* [PROBLEM] Please give back word for word the lines of the material below between the line containing "Target: parked car" and the line containing "Target: red arrow", inclusive.

*** Opening RECORDS SHOWN ***

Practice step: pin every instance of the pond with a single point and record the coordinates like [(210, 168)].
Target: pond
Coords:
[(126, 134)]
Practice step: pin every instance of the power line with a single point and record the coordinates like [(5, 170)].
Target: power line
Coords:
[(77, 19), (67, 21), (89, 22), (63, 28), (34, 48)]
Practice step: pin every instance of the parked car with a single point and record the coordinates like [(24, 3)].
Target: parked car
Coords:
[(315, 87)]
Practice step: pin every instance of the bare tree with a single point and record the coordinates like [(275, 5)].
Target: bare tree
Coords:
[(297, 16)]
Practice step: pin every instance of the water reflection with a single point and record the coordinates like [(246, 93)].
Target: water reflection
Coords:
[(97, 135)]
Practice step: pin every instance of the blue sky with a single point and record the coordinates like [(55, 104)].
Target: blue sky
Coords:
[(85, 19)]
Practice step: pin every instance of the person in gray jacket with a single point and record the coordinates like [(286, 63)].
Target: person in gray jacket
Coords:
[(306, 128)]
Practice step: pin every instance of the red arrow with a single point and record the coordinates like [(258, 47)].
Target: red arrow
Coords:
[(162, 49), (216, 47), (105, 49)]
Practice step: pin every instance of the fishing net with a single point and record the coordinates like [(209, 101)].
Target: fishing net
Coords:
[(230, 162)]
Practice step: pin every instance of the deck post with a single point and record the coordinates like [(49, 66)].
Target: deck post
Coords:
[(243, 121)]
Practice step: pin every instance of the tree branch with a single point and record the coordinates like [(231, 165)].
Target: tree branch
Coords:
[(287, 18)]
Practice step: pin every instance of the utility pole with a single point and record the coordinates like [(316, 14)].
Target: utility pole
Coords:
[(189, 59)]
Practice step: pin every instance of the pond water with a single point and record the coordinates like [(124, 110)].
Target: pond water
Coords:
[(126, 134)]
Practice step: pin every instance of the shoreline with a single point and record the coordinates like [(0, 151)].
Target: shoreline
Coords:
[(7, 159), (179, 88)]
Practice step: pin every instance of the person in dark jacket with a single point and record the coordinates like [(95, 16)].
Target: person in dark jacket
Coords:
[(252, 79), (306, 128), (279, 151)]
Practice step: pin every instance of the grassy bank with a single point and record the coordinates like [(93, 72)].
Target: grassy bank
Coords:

*** Closing RECORDS SHOWN ***

* [ANSWER SECTION]
Target: parked car
Coords:
[(315, 87)]
Practice step: pin every instance of the bare tree with a single point and record the coordinates like [(275, 5)].
Target: bare tree
Coords:
[(297, 16)]
Practice step: pin every instance of the water reflection with a single point and record the coordinates like [(246, 93)].
Target: water reflection
Coords:
[(97, 135)]
Practice step: pin every instance of the blue sky with a single point and record the coordinates like [(55, 104)].
Target: blue sky
Coords:
[(85, 19)]
Practice step: pin every instance of the person in gray jacket with a single point and record the coordinates like [(286, 63)].
Target: person in gray jacket
Coords:
[(306, 128)]
Practice step: pin every instance of the red arrow with a single point and record the coordinates like [(258, 47)].
Target: red arrow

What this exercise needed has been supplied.